* _Selected passage_:
◇ ◇ ◇ ◇ ◇ ◇ ◇

In that time, these are three things I’ve
learned.
1. Free editing is good When I decided to write my first novel, I had no skills and decided
I’d better get some, fast. I enrolled in writing workshops, mostly for the
lessons of the instructors, but benefitted more than I expected to from his edits,
as well as those of my fellow classmates. I completed the first draft of my
first novel that way, moving from one workshop to the next, writing and
rewriting eight pages at a time. I also sent my finished manuscript to a professional
editor, but it would not have been ready even for that, had it not been for those
first impressions from fellow students. Writing students are not all great
writers, but some of them are great editors, and all of them are readers. As my
father taught me, the reader is never wrong.
When The Featherbed was
published, and I began working on A Sharp
Intake of Breath, my publisher introduced me to Elizabeth Ruth and Sally
Cooper, whose first novels were published in each of the two seasons ahead of
me. Our group was born.
These days, the cost of professional editing is more and more being
pushed down to authors. We feel pressure to pay for editors before submitting
manuscripts, selling manuscripts that are nearly print-ready. In this climate,
a source of free editing is even more crucial, and not just because it saves us
from depleting the dozens of dollars we have made from the sales of our
previous works.
My writing group gives me early feedback on plot and character,
before I invest too much time and effort on a story that is unlikely to work in
the long run. They correct embarrassing grammar mistakes that I know I should
have caught, ones that, sadly, even professional editors are sometimes missing.
Being edited is hard but it has become easier as I’ve gained
confidence. And, as my hide has thickened, praise doled out liberally from my colleagues
helps soothes the dry cracks. But editing their work is harder still. Our lives
are rushed. I read my colleagues’ work too quickly during an hour stolen from a
full and busy life. I try to give insightful comments that go beyond the
critique of a particular word, or the striking out of an extraneous sentence. I
always, always feel I am getting the better part of the bargain. I can only
hope they feel the same way.
2. If we’d had more time we’d
have held shorter meetings Pascal’s famous quote about the difficulty with writing a short
letter reminds us that good editing takes time, and makes for tighter text, but
Pascal’s main point is often missed. It isn’t simply time that is needed, but focused time, time spent with an
editor’s eye.

◇ ◇ ◇ ◇ ◇ ◇ ◇

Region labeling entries
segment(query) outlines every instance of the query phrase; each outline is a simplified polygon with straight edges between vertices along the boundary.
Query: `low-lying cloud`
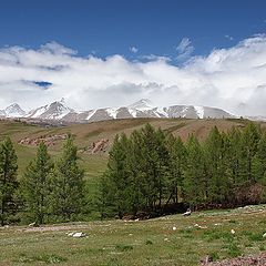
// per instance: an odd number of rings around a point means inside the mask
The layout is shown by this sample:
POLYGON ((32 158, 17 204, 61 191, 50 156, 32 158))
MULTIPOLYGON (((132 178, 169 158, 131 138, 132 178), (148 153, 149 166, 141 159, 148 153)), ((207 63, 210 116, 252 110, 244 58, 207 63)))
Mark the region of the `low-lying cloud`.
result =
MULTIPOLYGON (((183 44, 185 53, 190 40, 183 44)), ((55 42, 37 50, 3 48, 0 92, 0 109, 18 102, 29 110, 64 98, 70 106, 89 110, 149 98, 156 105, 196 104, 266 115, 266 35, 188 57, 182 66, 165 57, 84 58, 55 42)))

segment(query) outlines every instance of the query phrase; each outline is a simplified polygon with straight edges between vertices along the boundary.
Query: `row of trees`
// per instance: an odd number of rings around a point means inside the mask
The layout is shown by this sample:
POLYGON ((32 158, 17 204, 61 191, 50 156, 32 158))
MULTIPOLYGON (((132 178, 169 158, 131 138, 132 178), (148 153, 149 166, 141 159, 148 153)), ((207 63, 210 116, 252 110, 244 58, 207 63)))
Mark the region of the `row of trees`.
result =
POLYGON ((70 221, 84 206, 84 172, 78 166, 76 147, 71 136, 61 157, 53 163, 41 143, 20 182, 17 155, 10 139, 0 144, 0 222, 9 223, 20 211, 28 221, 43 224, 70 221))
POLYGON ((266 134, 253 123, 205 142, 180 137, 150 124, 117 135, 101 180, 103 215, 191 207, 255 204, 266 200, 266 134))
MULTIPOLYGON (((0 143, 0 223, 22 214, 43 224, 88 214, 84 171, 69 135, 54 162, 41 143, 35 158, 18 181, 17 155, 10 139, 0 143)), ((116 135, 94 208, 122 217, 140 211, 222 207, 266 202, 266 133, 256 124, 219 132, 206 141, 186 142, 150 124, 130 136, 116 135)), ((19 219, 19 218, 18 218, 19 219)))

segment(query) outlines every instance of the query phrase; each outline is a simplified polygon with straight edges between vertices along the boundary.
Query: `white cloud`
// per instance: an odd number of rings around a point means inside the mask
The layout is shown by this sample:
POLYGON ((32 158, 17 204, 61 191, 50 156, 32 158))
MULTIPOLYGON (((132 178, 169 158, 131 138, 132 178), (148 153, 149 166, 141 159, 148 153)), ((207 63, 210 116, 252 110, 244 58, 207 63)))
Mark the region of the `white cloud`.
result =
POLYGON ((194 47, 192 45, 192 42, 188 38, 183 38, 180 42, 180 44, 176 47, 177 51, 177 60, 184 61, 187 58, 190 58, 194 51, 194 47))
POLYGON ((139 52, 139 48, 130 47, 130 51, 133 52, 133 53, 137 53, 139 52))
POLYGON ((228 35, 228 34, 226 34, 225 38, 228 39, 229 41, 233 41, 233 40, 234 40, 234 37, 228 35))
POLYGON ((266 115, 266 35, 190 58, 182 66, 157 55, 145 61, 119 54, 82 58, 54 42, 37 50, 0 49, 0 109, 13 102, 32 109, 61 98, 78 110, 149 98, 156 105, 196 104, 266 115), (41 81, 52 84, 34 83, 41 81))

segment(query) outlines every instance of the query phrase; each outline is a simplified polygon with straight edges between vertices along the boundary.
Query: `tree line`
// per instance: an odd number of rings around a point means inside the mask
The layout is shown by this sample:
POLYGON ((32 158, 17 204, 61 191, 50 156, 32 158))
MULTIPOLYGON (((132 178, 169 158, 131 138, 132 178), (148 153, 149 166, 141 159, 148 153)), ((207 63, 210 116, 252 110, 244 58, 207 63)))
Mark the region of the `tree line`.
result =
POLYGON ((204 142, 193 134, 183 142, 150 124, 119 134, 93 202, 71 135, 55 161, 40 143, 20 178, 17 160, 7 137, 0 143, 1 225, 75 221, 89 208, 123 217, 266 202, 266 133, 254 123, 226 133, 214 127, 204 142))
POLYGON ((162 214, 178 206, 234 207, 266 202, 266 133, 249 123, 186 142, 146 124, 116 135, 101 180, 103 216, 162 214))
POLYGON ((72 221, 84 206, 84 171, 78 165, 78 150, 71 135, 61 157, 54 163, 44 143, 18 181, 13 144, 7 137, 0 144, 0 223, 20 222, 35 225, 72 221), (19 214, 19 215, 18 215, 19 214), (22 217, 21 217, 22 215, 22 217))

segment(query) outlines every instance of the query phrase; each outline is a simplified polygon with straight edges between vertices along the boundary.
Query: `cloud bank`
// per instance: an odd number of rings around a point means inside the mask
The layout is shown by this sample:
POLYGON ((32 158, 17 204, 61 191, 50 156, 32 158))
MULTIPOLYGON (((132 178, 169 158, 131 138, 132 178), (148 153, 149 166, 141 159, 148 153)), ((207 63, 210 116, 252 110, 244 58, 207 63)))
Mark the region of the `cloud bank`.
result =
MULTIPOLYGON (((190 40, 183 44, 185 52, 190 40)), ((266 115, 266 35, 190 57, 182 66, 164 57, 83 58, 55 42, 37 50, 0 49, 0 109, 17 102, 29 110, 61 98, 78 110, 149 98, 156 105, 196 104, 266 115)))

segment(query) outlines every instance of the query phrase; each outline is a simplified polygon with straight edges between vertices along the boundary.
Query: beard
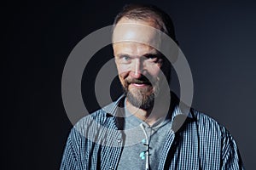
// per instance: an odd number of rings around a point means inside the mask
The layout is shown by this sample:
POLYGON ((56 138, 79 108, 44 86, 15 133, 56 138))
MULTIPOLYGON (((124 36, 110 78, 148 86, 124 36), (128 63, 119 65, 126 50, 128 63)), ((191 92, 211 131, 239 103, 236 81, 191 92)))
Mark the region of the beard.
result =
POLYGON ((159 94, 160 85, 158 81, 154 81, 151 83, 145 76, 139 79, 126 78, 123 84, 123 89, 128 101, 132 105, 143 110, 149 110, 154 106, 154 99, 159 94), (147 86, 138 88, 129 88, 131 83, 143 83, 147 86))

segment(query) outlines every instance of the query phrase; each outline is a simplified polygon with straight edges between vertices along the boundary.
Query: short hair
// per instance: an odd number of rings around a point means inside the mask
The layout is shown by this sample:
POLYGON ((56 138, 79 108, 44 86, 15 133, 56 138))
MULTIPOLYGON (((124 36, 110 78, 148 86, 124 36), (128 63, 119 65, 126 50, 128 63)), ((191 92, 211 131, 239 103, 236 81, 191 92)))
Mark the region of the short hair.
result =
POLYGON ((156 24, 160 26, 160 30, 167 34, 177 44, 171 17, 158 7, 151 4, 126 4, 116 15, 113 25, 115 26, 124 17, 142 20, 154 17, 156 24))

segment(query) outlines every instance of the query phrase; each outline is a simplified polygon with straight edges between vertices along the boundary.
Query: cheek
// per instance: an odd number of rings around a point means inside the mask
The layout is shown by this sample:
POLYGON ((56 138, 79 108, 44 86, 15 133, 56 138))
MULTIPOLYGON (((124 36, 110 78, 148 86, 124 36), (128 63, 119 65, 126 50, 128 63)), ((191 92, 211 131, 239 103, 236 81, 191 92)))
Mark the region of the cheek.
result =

◇ ◇ ◇ ◇ ◇ ◇ ◇

* _Stated goal_:
Pick up the essay on free editing and the writing group after its final sentence and carry it further.

* _Expected answer_:
Our writing group wants time for everything but we don’t have it. We
want time to discuss the industry, the writing process, the promotion of our
published works, new writing, and as important as any of those things, time to socialize
and catch up.
Our meetings are painfully scheduled months in advance, a difficult
negotiation between people with second, more reliably remunerative work, with partners,
children, friends, and travel. One of us lives in Hamilton now, the other two
in Toronto. Somebody always has to be commuting an hour to ninety minutes. Until
recently, we thought these were the reasons we found it hard to contain ourselves
to our three hours.
Not so – it turns out our problem was mainly poor editing. We needed
to adapt Pascal’s advice, treating our group as the letter in his famous quote.
Our meetings had little structure and our pacing was off. Some paragraphs needed to be struck and perhaps
saved for another chapter. Each chapter didn’t need three protagonists. We
could choose one each month, while the other storylines as paused, to be picked
up later. If reading and editing new work has too often taken a backseat to
other topics, we needed to remember the crucial rule: show, don’t tell. Finally,
if producing new writing advances the plot of our collective story, social time
is its character development. We now schedule time for that too, devoting whole
gatherings to it, in a restaurant over a good meal. Without it, we’ll stop
caring what happens next.
3. You have to ride the
changes, adjusting course when necessary In our group, we’re primarily novelists and
as such we publish only every three to five years, surfacing into the literary
world for six to twelve months to hustle new work. During this time, we experience
either praise or harsh critique, usually both, but we feel once again like we
belong. In between, while we’re producing new work, we recede into literary
exile. Meanwhile, we write, and occasionally, painfully, we don’t. When we
complete a novel, we anxiously wait for it to sell.
These literary seasons pass against the
backdrop of our others lives, which are punctuated by events that propel the
writing process forward, delay it, or completely interrupt it. We move.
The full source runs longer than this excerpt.